[EXCERPTED TEXT]
In order to capture this information about adverse event rates and who is most vulnerable, we need researchers to adopt a systematic way of measuring and reporting adverse events in their trials. Without a consensus on the definition of what constitutes an adverse event, trials may report misleadingly different event rates. Until a consensus is reached, published adverse event rates for behavioral health interventions are limited in how much information they communicate.

Many researchers only report serious adverse events, such as hospitalizations related to the treatment—rare events in behavioral health interventions. The effect of this publication strategy suppresses the more common harms that take place. The U.S. Food and Drug Administration [FDA] (2023) defines events as “any undesirable experience associated with the use of a medical product in a patient.” By definition, if an adverse event is “any undesirable experience,” it could be argued that a sunburn someone gets while running outside or the insecurity someone feels because they notice their limited endurance could constitute adverse events. The risk of defining an adverse event in this way swings too much to the other end of the pendulum, whereby the potential message to patients is that healthy activities are very risky.

Another aspect to contemplate is whether events related to the direct mechanism of action should be considered an adverse event, which has been an ongoing debate in the mindfulness literature (Baer et al., 2019). Studies have shown that mindfulness-based interventions commonly increase perceptions of physical discomfort, such as increased physical tension, localized body pain, and gastrointestinal problems, though it is currently unclear how distressing these experiences are for participants (Britton et al., 2021; Farias et al., 2020). While it seems unlikely that mindfulness causes more pain—in fact, mindfulness may have an analgesic effect (Wells et al., 2014)—it does encourage people to pay more attention to their bodily sensations, which may result in increased awareness of pain that already exists. If interoception, or the capacity to notice internal bodily sensations, is a direct result of mindfulness (Britton, 2019), is it fair to categorize the heightened awareness of bodily pain as an adverse event? If an activity challenges one’s tolerability of it, but is an expected or common byproduct of progressing in the activity, does that also count as an adverse event?

Defining adverse events in behavioral health interventions is inherently fraught and complicated. Currently, because of limited guidelines, providers are left to use their clinical judgment to determine whether something constitutes an adverse event. While one provider would never consider feeling insecure during running to be an adverse event, another with a different definition of “undesirable” may consider it otherwise. To reconcile these complications, the field of health psychology needs a panel of providers and research investigators to come up with clear guidelines, a critical step towards adhering to good clinical practice.

[GIVEN ENTRIES]
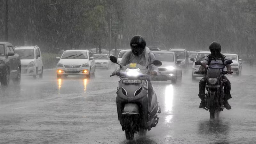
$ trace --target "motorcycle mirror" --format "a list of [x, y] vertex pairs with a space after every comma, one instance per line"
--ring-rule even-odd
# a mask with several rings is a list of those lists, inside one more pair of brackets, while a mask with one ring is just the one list
[[231, 60], [228, 60], [225, 63], [225, 65], [229, 65], [229, 64], [231, 64], [231, 63], [233, 63], [233, 61], [232, 61]]
[[112, 55], [111, 55], [109, 57], [109, 59], [110, 59], [110, 60], [112, 62], [115, 63], [117, 63], [117, 59], [116, 57]]
[[202, 62], [200, 61], [197, 61], [195, 62], [195, 64], [197, 66], [201, 66], [202, 65]]
[[154, 60], [152, 64], [157, 67], [160, 67], [162, 65], [162, 62], [158, 60]]

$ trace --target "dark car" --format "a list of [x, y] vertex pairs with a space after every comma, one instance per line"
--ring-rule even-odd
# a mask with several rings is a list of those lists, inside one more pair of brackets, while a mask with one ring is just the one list
[[0, 81], [2, 86], [8, 86], [10, 78], [14, 84], [20, 84], [21, 65], [20, 55], [15, 53], [12, 44], [0, 42]]

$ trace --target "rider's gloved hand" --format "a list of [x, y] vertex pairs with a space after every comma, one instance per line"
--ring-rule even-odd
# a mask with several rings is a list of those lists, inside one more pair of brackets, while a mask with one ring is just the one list
[[112, 73], [113, 75], [116, 75], [117, 76], [119, 76], [120, 74], [120, 70], [119, 69], [116, 69]]

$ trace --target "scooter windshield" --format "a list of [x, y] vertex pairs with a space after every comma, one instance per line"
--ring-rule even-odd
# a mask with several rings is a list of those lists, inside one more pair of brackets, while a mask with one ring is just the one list
[[216, 78], [220, 76], [220, 71], [218, 68], [208, 68], [207, 70], [207, 76], [210, 78]]

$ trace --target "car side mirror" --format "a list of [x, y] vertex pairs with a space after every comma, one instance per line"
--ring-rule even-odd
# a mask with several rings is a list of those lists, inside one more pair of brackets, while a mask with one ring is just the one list
[[195, 64], [197, 66], [201, 66], [202, 65], [202, 62], [200, 61], [196, 61], [195, 63]]
[[15, 53], [13, 52], [8, 52], [7, 54], [7, 56], [12, 56], [15, 54]]

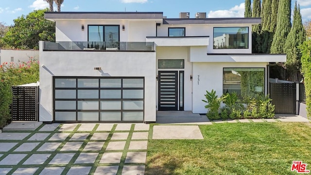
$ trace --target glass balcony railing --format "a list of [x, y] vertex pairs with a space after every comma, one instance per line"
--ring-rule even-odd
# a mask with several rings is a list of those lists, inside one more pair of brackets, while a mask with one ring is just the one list
[[153, 42], [43, 41], [44, 51], [154, 51]]

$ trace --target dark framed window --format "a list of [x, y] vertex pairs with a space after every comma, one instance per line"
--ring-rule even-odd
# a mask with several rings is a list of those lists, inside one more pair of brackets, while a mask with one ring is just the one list
[[248, 27], [214, 27], [213, 48], [248, 49]]
[[157, 61], [158, 69], [184, 69], [183, 59], [159, 59]]
[[88, 48], [120, 48], [120, 25], [89, 25], [87, 31]]
[[183, 37], [186, 36], [186, 28], [185, 27], [169, 27], [169, 36]]
[[54, 121], [143, 122], [143, 77], [54, 77]]
[[265, 93], [265, 68], [224, 68], [223, 92], [237, 92], [240, 99]]

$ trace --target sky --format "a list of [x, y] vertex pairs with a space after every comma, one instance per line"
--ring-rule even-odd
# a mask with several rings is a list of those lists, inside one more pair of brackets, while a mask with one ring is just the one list
[[[207, 18], [243, 17], [244, 0], [64, 0], [62, 12], [162, 12], [168, 18], [180, 12], [206, 12]], [[253, 0], [252, 0], [253, 1]], [[295, 1], [292, 0], [294, 9]], [[311, 19], [311, 0], [297, 0], [303, 21]], [[34, 10], [49, 7], [44, 0], [0, 0], [0, 22], [7, 25]], [[54, 10], [57, 10], [54, 4]], [[292, 12], [293, 13], [293, 12]], [[292, 14], [293, 15], [293, 14]]]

[EXERCISE SET]
1/ Reproduce everything from "Many researchers only" down to "are very risky." in the passage on adverse events in behavioral health interventions, swapping "sunburn" for "blister".
2/ List every source that the passage on adverse events in behavioral health interventions cites, including its year.

[TASK-BY-TASK RESULTS]
1/
Many researchers only report serious adverse events, such as hospitalizations related to the treatment—rare events in behavioral health interventions. The effect of this publication strategy suppresses the more common harms that take place. The U.S. Food and Drug Administration [FDA] (2023) defines events as “any undesirable experience associated with the use of a medical product in a patient.” By definition, if an adverse event is “any undesirable experience,” it could be argued that a blister someone gets while running outside or the insecurity someone feels because they notice their limited endurance could constitute adverse events. The risk of defining an adverse event in this way swings too much to the other end of the pendulum, whereby the potential message to patients is that healthy activities are very risky.

2/
- U.S. Food and Drug Administration (2023)
- Baer et al., 2019
- Britton et al., 2021
- Farias et al., 2020
- Wells et al., 2014
- Britton, 2019